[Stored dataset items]

-- begin --

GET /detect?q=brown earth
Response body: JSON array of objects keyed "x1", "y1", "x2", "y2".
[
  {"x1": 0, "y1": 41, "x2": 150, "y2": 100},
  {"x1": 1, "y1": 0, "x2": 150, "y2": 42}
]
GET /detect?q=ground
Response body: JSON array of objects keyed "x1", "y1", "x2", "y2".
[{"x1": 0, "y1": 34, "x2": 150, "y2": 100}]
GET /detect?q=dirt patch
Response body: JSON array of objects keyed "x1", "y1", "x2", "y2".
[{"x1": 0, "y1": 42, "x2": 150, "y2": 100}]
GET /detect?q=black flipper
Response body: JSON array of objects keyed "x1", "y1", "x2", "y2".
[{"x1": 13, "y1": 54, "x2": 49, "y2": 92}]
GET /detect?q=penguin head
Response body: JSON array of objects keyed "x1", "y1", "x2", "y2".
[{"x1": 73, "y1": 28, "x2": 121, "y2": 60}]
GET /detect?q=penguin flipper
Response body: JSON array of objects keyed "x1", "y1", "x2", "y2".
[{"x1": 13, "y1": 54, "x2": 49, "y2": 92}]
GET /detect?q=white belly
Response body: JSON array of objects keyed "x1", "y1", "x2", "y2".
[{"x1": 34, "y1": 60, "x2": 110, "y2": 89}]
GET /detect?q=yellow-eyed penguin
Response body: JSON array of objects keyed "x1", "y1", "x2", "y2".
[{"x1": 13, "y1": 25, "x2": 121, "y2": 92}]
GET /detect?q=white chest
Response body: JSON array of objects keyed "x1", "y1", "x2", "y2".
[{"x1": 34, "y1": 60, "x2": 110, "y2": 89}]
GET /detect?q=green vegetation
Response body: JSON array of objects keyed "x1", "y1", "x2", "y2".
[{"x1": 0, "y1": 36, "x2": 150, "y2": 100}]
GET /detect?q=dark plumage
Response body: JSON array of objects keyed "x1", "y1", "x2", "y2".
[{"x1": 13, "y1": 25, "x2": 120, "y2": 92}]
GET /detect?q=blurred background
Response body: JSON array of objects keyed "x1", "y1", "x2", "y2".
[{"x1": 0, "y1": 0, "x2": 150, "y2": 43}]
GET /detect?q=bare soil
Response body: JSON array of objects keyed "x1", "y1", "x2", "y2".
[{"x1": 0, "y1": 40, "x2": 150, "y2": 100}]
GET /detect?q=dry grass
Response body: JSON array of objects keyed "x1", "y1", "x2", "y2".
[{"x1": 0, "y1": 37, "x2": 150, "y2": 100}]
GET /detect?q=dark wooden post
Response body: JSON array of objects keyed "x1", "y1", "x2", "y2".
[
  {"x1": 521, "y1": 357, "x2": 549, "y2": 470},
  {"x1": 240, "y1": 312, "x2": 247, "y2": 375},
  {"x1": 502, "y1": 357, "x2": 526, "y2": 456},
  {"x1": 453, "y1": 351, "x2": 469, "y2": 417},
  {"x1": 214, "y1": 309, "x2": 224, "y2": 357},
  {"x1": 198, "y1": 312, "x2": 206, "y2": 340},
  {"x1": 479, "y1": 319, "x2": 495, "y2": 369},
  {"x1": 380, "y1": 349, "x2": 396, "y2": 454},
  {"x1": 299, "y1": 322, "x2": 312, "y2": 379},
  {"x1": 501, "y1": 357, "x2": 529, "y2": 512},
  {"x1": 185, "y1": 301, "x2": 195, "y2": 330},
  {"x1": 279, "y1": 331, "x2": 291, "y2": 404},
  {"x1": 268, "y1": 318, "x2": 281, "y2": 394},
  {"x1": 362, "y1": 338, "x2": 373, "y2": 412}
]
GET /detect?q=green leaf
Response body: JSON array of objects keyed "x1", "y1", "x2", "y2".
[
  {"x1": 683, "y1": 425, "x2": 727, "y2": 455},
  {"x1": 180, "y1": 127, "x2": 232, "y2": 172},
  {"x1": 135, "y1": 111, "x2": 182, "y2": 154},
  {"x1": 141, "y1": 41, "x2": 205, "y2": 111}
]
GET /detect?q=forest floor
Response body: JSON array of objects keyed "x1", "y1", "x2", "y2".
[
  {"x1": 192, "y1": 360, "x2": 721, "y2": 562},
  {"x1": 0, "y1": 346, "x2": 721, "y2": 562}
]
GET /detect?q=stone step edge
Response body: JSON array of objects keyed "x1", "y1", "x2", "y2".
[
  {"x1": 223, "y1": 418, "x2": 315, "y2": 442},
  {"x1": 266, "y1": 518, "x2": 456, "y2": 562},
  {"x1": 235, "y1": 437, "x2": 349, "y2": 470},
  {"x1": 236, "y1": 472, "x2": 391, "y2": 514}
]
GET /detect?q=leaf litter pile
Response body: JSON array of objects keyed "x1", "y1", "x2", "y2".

-- end --

:: TASK INSTRUCTIONS ::
Lay out all of the data above as a numbered list, leaving out any blank lines.

:: COMPLETED TASK ::
1. GET /detect?q=brown earth
2. Response body: JSON array of objects keyed "x1", "y1", "x2", "y2".
3. [
4.   {"x1": 0, "y1": 41, "x2": 150, "y2": 100},
5.   {"x1": 1, "y1": 0, "x2": 150, "y2": 42}
6. ]
7. GET /detect?q=ground
8. Response body: JSON array of objects keyed "x1", "y1", "x2", "y2".
9. [{"x1": 0, "y1": 34, "x2": 150, "y2": 100}]
10. GET /detect?q=dirt patch
11. Response body: JSON array of objects keyed "x1", "y1", "x2", "y2".
12. [{"x1": 0, "y1": 42, "x2": 150, "y2": 100}]
13. GET /detect?q=black flipper
14. Response body: JSON array of objects keyed "x1", "y1", "x2", "y2".
15. [{"x1": 13, "y1": 54, "x2": 49, "y2": 92}]
16. GET /detect?q=penguin head
17. Response body: JSON array of objects keyed "x1", "y1", "x2", "y2".
18. [{"x1": 73, "y1": 28, "x2": 121, "y2": 60}]
19. GET /detect?q=penguin flipper
20. Response body: JSON array of objects keyed "x1", "y1", "x2", "y2".
21. [{"x1": 13, "y1": 54, "x2": 49, "y2": 92}]
22. GET /detect?q=white belly
23. Response body: JSON array of objects keyed "x1", "y1", "x2", "y2".
24. [{"x1": 34, "y1": 60, "x2": 110, "y2": 89}]
25. GET /detect?q=yellow-eyed penguin
26. Response body: JSON array of objects keyed "x1", "y1", "x2", "y2".
27. [{"x1": 13, "y1": 25, "x2": 121, "y2": 92}]
28. GET /detect?q=white chest
29. Response body: JSON array of objects keyed "x1", "y1", "x2", "y2".
30. [{"x1": 34, "y1": 60, "x2": 110, "y2": 89}]
31. GET /detect?q=green vegetation
32. Response body: JSON array of objects keyed "x1", "y1", "x2", "y2".
33. [{"x1": 0, "y1": 36, "x2": 150, "y2": 100}]
34. GET /detect?q=dark plumage
35. Response body: JSON array of objects keyed "x1", "y1", "x2", "y2".
36. [{"x1": 13, "y1": 25, "x2": 120, "y2": 92}]
37. GET /detect?q=blurred background
38. Response body: JSON array of objects keyed "x1", "y1", "x2", "y2".
39. [{"x1": 0, "y1": 0, "x2": 150, "y2": 43}]
40. GET /detect?q=bare soil
41. Response body: JSON array of objects keyed "x1", "y1", "x2", "y2".
42. [{"x1": 0, "y1": 40, "x2": 150, "y2": 100}]
43. GET /detect?q=dry grass
44. Response body: JSON array of objects keyed "x1", "y1", "x2", "y2".
45. [{"x1": 0, "y1": 37, "x2": 150, "y2": 100}]
46. GET /detect?q=dark wooden post
47. Response body: JSON array of objects keyed "x1", "y1", "x2", "y2".
48. [
49.   {"x1": 521, "y1": 357, "x2": 549, "y2": 470},
50.   {"x1": 240, "y1": 312, "x2": 247, "y2": 375},
51.   {"x1": 502, "y1": 357, "x2": 526, "y2": 456},
52.   {"x1": 453, "y1": 351, "x2": 469, "y2": 417},
53.   {"x1": 214, "y1": 309, "x2": 224, "y2": 357},
54.   {"x1": 198, "y1": 312, "x2": 206, "y2": 340},
55.   {"x1": 479, "y1": 319, "x2": 495, "y2": 369},
56.   {"x1": 380, "y1": 349, "x2": 396, "y2": 454},
57.   {"x1": 299, "y1": 322, "x2": 312, "y2": 379},
58.   {"x1": 501, "y1": 357, "x2": 529, "y2": 512},
59.   {"x1": 185, "y1": 301, "x2": 195, "y2": 330},
60.   {"x1": 279, "y1": 331, "x2": 291, "y2": 404},
61.   {"x1": 268, "y1": 318, "x2": 281, "y2": 394},
62.   {"x1": 362, "y1": 338, "x2": 373, "y2": 412}
63. ]
64. GET /detect?q=green leaf
65. Response body: JSON array of objects keyed "x1", "y1", "x2", "y2".
66. [
67.   {"x1": 683, "y1": 425, "x2": 727, "y2": 455},
68.   {"x1": 180, "y1": 127, "x2": 232, "y2": 172},
69.   {"x1": 135, "y1": 111, "x2": 182, "y2": 154},
70.   {"x1": 141, "y1": 41, "x2": 205, "y2": 111}
71. ]
72. GET /detect?q=forest floor
73. Response body: JSON array of objects keyed "x1", "y1", "x2", "y2".
74. [
75.   {"x1": 192, "y1": 360, "x2": 721, "y2": 562},
76.   {"x1": 0, "y1": 346, "x2": 721, "y2": 562}
77. ]
78. GET /detect?q=stone step edge
79. Response body: JSON array of objects keyed "x1", "y1", "x2", "y2".
80. [
81.   {"x1": 223, "y1": 418, "x2": 315, "y2": 442},
82.   {"x1": 266, "y1": 518, "x2": 456, "y2": 562},
83.   {"x1": 235, "y1": 437, "x2": 349, "y2": 470},
84.   {"x1": 236, "y1": 472, "x2": 391, "y2": 514}
85. ]
86. GET /detect?q=leaf litter pile
87. Response body: JSON array of objects keyed "x1", "y1", "x2", "y2".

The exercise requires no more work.